**** ELENCO DA ELABORARE

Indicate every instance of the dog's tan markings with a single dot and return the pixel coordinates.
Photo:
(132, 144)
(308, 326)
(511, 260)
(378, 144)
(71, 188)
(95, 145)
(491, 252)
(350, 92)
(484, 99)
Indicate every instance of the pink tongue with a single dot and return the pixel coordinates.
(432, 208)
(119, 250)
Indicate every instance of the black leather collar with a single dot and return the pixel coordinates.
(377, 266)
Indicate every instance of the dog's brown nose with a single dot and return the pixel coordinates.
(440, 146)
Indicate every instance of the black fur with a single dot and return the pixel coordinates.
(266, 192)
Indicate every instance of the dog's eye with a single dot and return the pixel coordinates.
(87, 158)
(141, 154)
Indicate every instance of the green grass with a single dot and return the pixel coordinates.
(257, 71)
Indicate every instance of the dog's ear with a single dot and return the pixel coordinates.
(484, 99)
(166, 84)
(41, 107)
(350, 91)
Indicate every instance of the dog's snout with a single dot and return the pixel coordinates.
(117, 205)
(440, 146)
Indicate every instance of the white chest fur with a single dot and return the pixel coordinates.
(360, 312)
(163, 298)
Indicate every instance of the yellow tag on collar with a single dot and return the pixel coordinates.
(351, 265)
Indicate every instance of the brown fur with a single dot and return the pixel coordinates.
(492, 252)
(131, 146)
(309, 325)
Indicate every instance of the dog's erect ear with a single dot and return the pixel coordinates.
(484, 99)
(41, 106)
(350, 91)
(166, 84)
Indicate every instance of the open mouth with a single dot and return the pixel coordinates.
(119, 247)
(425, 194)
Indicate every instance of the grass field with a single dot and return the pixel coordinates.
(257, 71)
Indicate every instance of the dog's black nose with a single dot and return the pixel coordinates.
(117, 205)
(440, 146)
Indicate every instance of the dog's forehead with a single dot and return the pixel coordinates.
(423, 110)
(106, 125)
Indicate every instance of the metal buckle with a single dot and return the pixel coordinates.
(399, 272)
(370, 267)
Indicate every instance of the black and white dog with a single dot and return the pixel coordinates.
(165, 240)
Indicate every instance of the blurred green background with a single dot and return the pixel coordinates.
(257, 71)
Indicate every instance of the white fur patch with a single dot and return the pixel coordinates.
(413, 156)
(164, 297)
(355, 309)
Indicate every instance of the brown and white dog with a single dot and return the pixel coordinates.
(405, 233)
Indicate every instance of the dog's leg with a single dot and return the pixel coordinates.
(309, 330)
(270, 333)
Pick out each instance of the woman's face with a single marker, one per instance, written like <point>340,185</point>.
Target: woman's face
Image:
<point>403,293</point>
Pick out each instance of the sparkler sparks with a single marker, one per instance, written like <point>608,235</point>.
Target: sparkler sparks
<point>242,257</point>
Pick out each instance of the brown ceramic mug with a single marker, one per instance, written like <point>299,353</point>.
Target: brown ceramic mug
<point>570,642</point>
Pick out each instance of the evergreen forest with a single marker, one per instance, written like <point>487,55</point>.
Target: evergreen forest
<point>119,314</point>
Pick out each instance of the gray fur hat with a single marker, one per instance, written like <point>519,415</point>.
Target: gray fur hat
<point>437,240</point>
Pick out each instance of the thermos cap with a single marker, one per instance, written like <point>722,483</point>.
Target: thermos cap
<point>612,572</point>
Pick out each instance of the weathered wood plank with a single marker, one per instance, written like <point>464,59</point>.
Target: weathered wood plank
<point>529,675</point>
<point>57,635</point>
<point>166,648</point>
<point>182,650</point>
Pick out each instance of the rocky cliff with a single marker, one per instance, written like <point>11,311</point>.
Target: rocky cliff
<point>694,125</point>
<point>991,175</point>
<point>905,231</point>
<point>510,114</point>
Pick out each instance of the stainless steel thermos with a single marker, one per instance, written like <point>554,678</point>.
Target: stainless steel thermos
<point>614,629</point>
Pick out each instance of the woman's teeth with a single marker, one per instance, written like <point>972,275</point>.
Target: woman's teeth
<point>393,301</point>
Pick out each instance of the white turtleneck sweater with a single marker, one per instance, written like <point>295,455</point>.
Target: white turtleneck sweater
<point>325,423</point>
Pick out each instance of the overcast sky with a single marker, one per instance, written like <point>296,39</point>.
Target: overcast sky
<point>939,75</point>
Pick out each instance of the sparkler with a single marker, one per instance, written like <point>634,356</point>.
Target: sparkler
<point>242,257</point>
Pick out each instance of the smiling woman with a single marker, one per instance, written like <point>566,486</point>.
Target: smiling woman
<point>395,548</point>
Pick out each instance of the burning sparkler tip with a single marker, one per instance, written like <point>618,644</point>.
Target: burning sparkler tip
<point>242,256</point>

********

COMPITO DA SVOLGERE >>
Trascrivi l'intero elenco qui sopra come lista JSON di stringhe, con una stringa per ciascuna riga. Tralascia le righe vuote.

RISPOSTA ESERCIZIO >>
[
  "Indicate every instance of the dog's tan markings with a single dot and return the pixel coordinates.",
  "Photo:",
  "(132, 144)",
  "(308, 326)",
  "(511, 260)",
  "(378, 144)",
  "(71, 188)",
  "(95, 145)",
  "(491, 252)",
  "(350, 92)",
  "(484, 99)",
  "Indicate every instance of the pink tongue with a single dot and return the pixel coordinates.",
  "(432, 208)",
  "(119, 250)",
  "Indicate every instance of the black leather collar with a single dot and return the pixel coordinates.",
  "(377, 266)",
  "Indicate every instance of the dog's brown nose with a single dot and return the pixel coordinates.",
  "(440, 146)",
  "Indicate every instance of the black fur with a single dot and return the pixel coordinates.",
  "(266, 192)",
  "Indicate every instance of the dog's eye with a single dot and return the pixel coordinates.",
  "(87, 158)",
  "(141, 154)",
  "Indicate every instance of the green grass with a single dot and return the pixel coordinates.",
  "(257, 71)",
  "Indicate every instance of the dog's ear with a single dot and return the pixel coordinates.",
  "(484, 99)",
  "(166, 84)",
  "(41, 107)",
  "(350, 91)",
  "Indicate every instance of the dog's snout with a single dot and return the pixel coordinates.",
  "(117, 205)",
  "(440, 146)",
  "Indicate every instance of the white chest fur with a single dot and return the pixel coordinates.",
  "(360, 312)",
  "(163, 298)",
  "Indicate every instance of the yellow tag on collar with a single dot and return the pixel coordinates.",
  "(351, 265)",
  "Indicate every instance of the brown fur with a single dot and return the pixel coordinates.",
  "(492, 252)",
  "(131, 146)",
  "(309, 325)",
  "Indicate every instance of the dog's erect ear with a single dot and return the pixel coordinates.",
  "(484, 99)",
  "(41, 106)",
  "(350, 91)",
  "(166, 84)",
  "Indicate every instance of the open mouth with a single dot and return the pixel coordinates.",
  "(119, 247)",
  "(425, 194)",
  "Indicate every instance of the grass field with a single dot and return the pixel coordinates.",
  "(257, 71)",
  "Indicate every instance of the dog's black nose with a single dot and return the pixel coordinates.",
  "(117, 205)",
  "(440, 146)",
  "Indicate every instance of the dog's forehead with a single dot and return the pixel coordinates.",
  "(423, 110)",
  "(106, 125)",
  "Indicate every instance of the metal buckle with a single dot and return the pixel coordinates.",
  "(399, 272)",
  "(370, 267)",
  "Indicate every instance of the black and white dog with a single dot and return the pixel coordinates.",
  "(165, 240)",
  "Indicate every instance of the blurred green background with a single dot and return the pixel coordinates.",
  "(257, 71)",
  "Indicate every instance of the white fur patch with a single dot and return the pixel coordinates.",
  "(413, 156)",
  "(164, 297)",
  "(355, 309)",
  "Indicate every instance of the brown and white dog with a single dot and return the pixel coordinates.",
  "(405, 233)",
  "Indicate every instance of the dog's leg with a single dot and return the pixel coordinates.",
  "(309, 330)",
  "(270, 333)",
  "Pick out each instance of the woman's face with a single marker, one per instance, written like <point>340,185</point>.",
  "Target: woman's face",
  "Image:",
  "<point>403,293</point>",
  "Pick out each instance of the sparkler sparks with a single marker, one per instance, written like <point>608,235</point>.",
  "Target: sparkler sparks",
  "<point>242,257</point>",
  "Pick out each instance of the brown ceramic mug with a single marker, one per instance, written like <point>299,353</point>.",
  "Target: brown ceramic mug",
  "<point>570,642</point>",
  "Pick out each instance of the evergreen forest with a single marker, one per instance, written like <point>487,55</point>.",
  "Target: evergreen forest",
  "<point>119,314</point>",
  "Pick out each instance of the gray fur hat with a single marker, one per instance, written like <point>519,415</point>.",
  "Target: gray fur hat",
  "<point>437,240</point>",
  "Pick out each instance of the thermos cap with a single marker, one per instance, written like <point>722,483</point>.",
  "Target: thermos cap",
  "<point>612,572</point>",
  "Pick out each instance of the weathered wood plank with a single marker, one per instance, written like <point>464,59</point>.",
  "Target: weathered wood plank",
  "<point>529,675</point>",
  "<point>57,635</point>",
  "<point>166,648</point>",
  "<point>182,650</point>",
  "Pick out each instance of the rocky cliff with a single marker, one per instance, written like <point>11,311</point>.",
  "Target: rocky cliff",
  "<point>694,125</point>",
  "<point>991,175</point>",
  "<point>905,231</point>",
  "<point>510,114</point>",
  "Pick out each instance of the stainless steel thermos with a single marker, one per instance, written like <point>554,678</point>.",
  "Target: stainless steel thermos",
  "<point>614,629</point>",
  "Pick out each instance of the woman's teeth with a single marker, one per instance, written like <point>972,275</point>.",
  "Target: woman's teeth",
  "<point>393,301</point>",
  "Pick out each instance of the white turtleneck sweater with a single marker, one per instance, written like <point>295,455</point>.",
  "Target: white turtleneck sweater",
  "<point>325,423</point>",
  "Pick out each instance of the overcast sky with a single marker, one per instance, written like <point>296,39</point>.",
  "Target: overcast sky",
  "<point>939,75</point>",
  "Pick out each instance of the sparkler with a single marker, one per instance, written like <point>634,356</point>.",
  "Target: sparkler",
  "<point>242,257</point>",
  "Pick out each instance of the smiling woman with a single marker, one per instance, written like <point>566,486</point>.",
  "Target: smiling woman",
  "<point>395,548</point>",
  "Pick out each instance of the burning sparkler tip with a single marker, one per instance, written like <point>618,644</point>.",
  "Target: burning sparkler tip",
  "<point>242,256</point>"
]